## Short exercise
Rewrite the material from its first line through the line that has "[95,45,108,55]", including that line, with "precision sprayer" changed to "spot sprayer" and nothing else altered.

## Material to process
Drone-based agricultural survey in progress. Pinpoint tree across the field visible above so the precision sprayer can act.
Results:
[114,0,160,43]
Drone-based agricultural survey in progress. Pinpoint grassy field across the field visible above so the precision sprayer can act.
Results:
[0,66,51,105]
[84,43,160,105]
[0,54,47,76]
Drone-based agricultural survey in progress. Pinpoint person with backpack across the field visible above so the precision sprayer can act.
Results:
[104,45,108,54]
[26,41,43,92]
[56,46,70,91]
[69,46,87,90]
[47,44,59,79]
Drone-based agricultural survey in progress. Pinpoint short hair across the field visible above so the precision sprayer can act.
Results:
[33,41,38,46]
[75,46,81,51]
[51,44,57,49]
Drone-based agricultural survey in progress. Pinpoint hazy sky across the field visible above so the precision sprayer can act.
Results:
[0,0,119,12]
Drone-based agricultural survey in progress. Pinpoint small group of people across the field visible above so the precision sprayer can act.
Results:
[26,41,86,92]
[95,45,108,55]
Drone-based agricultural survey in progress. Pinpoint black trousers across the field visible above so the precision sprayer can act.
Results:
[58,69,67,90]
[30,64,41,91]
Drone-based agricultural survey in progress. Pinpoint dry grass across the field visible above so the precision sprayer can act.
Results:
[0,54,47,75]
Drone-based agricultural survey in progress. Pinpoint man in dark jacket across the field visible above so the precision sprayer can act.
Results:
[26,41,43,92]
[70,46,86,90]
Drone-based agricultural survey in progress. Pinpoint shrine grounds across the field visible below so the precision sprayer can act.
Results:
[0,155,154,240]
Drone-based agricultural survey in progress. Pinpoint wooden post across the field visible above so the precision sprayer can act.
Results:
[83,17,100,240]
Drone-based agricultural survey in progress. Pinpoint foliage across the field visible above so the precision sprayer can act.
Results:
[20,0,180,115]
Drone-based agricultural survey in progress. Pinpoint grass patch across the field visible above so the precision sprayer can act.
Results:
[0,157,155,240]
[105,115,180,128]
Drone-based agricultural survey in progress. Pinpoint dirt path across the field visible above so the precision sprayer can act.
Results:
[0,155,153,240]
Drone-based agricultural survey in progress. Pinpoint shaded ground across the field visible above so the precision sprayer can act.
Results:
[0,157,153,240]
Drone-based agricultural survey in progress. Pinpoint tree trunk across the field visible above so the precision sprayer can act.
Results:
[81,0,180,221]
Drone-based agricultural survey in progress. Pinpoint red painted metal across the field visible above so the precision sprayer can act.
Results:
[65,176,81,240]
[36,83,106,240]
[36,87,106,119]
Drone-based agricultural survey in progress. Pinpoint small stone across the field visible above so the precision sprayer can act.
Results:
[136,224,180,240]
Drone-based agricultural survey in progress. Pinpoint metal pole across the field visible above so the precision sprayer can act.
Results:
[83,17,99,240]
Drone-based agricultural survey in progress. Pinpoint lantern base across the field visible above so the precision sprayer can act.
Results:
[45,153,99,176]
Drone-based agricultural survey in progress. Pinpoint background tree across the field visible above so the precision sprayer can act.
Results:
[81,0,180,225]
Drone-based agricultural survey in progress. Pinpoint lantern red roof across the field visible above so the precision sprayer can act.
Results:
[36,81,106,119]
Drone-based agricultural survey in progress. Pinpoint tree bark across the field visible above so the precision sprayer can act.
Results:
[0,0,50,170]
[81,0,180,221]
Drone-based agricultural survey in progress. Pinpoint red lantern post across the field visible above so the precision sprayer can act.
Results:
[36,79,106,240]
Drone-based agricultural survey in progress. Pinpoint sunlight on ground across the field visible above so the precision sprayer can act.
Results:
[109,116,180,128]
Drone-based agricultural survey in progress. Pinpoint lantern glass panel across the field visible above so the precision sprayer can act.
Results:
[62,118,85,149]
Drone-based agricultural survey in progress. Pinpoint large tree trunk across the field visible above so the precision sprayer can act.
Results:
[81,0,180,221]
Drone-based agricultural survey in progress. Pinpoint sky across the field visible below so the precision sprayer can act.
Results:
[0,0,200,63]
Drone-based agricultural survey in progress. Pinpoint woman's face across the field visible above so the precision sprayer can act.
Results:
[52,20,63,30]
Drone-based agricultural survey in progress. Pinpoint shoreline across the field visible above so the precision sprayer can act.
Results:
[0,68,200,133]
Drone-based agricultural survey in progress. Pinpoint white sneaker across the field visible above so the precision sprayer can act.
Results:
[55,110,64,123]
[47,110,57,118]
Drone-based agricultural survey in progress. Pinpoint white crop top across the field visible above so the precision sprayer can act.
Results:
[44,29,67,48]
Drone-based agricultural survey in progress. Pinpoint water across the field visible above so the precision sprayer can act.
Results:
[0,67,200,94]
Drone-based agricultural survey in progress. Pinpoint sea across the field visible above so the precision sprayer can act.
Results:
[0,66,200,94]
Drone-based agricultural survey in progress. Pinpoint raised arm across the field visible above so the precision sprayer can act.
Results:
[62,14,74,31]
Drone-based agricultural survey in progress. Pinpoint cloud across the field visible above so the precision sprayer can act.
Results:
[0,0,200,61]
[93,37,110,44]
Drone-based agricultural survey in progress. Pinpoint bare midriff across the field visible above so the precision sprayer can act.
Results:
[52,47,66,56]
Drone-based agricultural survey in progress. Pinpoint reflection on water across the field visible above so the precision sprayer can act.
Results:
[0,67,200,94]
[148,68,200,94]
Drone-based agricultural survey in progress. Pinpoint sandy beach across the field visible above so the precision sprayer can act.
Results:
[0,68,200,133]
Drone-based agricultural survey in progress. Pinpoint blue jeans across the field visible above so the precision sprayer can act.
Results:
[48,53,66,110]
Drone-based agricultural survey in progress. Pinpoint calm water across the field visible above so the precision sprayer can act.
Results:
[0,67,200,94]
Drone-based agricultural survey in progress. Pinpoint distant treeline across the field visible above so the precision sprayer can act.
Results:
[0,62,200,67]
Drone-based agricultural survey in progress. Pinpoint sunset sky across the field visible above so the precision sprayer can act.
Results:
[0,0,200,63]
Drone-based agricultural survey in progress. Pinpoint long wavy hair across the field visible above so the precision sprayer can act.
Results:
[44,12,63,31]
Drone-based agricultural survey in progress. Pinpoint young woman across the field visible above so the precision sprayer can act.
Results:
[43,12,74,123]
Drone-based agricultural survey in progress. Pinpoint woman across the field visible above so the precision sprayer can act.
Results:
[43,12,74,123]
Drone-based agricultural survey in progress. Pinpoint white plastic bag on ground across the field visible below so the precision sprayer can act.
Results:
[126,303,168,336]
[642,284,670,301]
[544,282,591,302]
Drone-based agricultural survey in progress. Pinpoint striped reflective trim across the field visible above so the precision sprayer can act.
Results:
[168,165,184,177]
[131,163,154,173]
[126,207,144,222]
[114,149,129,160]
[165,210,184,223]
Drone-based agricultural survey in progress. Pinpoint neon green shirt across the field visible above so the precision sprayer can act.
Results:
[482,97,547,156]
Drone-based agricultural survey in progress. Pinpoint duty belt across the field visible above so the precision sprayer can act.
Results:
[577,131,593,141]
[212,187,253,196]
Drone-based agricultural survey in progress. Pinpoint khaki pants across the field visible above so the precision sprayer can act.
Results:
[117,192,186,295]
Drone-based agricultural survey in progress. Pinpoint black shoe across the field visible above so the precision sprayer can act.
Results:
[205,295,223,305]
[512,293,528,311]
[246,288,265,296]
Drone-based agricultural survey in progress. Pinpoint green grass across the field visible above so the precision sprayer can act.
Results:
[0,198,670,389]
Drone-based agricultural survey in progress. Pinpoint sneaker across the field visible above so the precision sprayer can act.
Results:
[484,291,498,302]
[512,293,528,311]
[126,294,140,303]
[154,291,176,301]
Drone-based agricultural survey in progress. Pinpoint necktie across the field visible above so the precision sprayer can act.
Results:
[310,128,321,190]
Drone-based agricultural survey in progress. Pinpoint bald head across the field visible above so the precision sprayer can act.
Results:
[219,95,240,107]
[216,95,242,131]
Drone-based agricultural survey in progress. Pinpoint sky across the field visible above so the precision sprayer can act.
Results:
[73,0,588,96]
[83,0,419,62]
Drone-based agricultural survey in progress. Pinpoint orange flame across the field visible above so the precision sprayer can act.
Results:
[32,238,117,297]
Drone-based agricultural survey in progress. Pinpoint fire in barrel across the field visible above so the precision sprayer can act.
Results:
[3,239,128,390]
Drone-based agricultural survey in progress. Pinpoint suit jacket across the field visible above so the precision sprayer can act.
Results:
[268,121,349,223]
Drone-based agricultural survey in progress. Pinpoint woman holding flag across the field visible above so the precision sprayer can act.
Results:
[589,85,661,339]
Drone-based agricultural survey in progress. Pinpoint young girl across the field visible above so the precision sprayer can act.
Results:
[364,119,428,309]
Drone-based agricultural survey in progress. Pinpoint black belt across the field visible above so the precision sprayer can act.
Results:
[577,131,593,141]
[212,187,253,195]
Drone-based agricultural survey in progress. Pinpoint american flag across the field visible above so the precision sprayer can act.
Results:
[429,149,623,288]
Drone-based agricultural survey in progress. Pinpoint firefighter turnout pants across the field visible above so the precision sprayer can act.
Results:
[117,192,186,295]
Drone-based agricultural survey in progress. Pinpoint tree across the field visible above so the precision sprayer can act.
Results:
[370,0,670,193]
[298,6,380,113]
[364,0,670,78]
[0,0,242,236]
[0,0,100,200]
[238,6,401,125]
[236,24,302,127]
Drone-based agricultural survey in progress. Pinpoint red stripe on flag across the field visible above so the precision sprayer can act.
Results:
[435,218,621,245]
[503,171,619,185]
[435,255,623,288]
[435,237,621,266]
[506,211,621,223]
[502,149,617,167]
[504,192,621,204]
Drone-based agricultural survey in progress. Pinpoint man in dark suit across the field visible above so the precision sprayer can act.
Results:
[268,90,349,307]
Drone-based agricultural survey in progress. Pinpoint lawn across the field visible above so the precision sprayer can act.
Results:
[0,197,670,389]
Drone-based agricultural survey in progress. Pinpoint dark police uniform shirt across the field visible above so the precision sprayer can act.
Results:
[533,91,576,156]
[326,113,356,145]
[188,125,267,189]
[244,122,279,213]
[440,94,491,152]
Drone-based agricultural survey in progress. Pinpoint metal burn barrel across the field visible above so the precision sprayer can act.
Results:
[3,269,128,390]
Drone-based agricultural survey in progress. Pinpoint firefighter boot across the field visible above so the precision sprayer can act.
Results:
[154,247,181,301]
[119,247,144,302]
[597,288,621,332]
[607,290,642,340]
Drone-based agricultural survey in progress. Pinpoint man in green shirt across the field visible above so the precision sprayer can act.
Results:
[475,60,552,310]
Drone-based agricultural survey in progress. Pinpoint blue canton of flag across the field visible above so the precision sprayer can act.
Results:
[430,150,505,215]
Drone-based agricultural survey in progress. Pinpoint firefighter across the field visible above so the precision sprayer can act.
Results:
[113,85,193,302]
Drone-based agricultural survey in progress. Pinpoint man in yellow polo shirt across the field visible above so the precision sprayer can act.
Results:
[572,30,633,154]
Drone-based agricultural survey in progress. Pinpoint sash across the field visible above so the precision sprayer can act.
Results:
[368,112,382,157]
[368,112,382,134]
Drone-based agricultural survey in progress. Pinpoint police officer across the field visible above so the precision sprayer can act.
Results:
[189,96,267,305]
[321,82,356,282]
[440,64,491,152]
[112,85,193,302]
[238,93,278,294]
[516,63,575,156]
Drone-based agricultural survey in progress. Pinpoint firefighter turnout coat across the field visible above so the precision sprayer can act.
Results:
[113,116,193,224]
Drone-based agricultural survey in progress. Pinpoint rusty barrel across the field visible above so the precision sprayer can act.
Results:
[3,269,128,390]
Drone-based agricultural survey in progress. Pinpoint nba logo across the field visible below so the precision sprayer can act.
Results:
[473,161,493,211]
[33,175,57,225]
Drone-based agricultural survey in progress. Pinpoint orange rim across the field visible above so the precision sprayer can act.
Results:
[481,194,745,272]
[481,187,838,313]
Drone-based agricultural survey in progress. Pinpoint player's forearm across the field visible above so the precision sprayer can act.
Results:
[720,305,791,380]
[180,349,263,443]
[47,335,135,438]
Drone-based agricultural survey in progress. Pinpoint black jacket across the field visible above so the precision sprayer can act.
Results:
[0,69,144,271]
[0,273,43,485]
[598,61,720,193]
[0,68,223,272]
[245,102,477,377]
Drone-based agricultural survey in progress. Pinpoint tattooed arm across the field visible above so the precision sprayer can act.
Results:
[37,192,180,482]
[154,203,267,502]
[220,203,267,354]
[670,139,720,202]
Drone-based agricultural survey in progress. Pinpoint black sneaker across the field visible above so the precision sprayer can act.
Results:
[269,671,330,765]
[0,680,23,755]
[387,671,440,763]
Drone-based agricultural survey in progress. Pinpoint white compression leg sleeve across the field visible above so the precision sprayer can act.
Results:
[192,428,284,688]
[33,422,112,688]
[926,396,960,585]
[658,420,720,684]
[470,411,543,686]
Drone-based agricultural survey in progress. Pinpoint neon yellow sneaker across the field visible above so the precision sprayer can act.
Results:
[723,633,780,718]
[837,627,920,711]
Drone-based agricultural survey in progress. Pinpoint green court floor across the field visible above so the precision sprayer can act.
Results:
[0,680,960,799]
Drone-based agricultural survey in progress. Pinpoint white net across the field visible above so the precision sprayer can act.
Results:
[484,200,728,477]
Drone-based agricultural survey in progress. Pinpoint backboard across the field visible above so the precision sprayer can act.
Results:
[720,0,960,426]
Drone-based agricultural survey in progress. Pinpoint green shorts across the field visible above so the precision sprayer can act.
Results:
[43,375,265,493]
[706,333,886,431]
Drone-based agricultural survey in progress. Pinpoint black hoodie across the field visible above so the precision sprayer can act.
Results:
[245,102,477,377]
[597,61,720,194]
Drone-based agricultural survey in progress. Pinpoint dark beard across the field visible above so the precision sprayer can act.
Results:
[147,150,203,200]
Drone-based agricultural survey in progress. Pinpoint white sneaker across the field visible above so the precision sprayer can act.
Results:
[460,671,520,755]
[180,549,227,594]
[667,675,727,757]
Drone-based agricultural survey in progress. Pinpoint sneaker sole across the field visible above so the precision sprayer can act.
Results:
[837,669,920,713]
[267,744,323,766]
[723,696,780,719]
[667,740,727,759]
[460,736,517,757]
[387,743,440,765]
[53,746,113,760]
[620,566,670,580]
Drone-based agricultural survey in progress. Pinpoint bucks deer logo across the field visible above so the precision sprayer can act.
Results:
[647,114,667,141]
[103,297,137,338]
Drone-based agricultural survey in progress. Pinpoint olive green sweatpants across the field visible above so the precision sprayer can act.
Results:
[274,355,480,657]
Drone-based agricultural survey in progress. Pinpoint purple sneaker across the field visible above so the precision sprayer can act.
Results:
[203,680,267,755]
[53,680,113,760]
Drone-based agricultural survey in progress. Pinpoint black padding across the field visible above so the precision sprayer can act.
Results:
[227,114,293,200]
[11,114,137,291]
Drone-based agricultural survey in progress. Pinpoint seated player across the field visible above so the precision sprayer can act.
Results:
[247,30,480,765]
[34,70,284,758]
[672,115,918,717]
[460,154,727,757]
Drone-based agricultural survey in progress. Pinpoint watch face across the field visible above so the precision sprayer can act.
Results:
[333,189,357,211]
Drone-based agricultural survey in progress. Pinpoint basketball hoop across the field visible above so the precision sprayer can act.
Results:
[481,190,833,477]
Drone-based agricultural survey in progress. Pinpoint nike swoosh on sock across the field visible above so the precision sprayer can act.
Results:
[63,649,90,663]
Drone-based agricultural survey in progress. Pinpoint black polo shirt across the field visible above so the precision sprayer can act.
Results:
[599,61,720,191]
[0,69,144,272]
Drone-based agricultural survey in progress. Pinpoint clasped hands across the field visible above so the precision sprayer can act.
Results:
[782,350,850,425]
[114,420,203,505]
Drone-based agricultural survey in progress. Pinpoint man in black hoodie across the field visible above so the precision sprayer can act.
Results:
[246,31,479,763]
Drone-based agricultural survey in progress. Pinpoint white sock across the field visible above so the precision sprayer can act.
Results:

## Exercise output
Drone-based agricultural survey in progress. Pinpoint tree across the field visible above so the spot sprayer can act.
Results:
[114,0,160,43]
Drone-based agricultural survey in progress. Pinpoint grassy field across the field visible above so the spot sprayer can act.
Results:
[0,66,51,105]
[84,43,160,105]
[0,54,47,76]
Drone-based agricultural survey in progress. Pinpoint person with backpack across the field visible above so the spot sprayer can act.
Results:
[104,45,108,54]
[26,41,43,92]
[56,46,70,91]
[69,46,87,90]
[47,44,59,79]
Drone-based agricultural survey in progress. Pinpoint short hair across the field visible above so the spot sprayer can act.
Results:
[33,41,38,46]
[75,46,81,51]
[51,44,57,49]
Drone-based agricultural survey in progress. Pinpoint hazy sky across the field visible above so the spot sprayer can act.
Results:
[0,0,119,12]
Drone-based agricultural survey in progress. Pinpoint small group of people across the field visible above so the spot sprayer can act.
Results:
[26,41,86,92]
[95,45,108,55]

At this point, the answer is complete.